Por Emiliano Fessia*
Dime cómo te comunicas y te diré quién eres
Si hay una especificidad profesional en el trabajo de comunicar, se centra en que es tan importante el contenido del mensaje como su forma y, sobre todo, a quién se dirige el mismo. Sin duda, esto es así porque cómo se comunica hace también al contenido, y las otredades son, siempre, se reconozca o no, el horizonte de lo comunicable. Pero si se lleva este procedimiento al paroxismo creyendo que el “medio es el mensaje” (y no sólo una parte de él) podemos llegar a creer cínicamente que se puede prescindir de los contenidos: siempre que guardemos las formas, amparados en una distorsión absolutista del derecho de opinión, podemos decir cualquier cosa sobre cualquier tema, no importa si lo que decimos se sustenta argumentativamente o si lo que hacemos diciendo daña al otro. El otro no importa porque tiene la “libertad” de elegir qué consume entre gustos y disgustos.

++++++++

Tu objetivo: Enumera los aspectos que, según el texto sobre la comunicación, tienen importancia en el trabajo de comunicar. Los datos proceden de una fuente distinta del texto.

++++++++

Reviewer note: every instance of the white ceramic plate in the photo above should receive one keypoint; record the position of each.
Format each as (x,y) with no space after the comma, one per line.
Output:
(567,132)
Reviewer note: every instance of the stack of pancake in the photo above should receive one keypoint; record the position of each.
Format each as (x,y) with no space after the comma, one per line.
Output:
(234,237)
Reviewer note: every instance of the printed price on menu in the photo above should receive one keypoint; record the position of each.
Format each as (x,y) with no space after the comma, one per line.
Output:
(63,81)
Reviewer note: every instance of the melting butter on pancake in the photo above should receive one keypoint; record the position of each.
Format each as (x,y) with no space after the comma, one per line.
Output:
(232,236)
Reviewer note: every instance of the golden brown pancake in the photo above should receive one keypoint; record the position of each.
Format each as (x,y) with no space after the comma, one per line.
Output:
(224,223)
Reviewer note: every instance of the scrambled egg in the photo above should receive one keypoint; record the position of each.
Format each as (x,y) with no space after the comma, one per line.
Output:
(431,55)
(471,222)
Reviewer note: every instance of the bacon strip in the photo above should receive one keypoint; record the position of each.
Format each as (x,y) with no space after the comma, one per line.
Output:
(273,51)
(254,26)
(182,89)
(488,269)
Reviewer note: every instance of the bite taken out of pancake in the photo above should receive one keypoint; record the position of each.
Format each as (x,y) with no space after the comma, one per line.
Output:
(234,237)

++++++++

Solución:
- El contenido del mensaje
- Su forma
- A quién se dirige (sobre todo)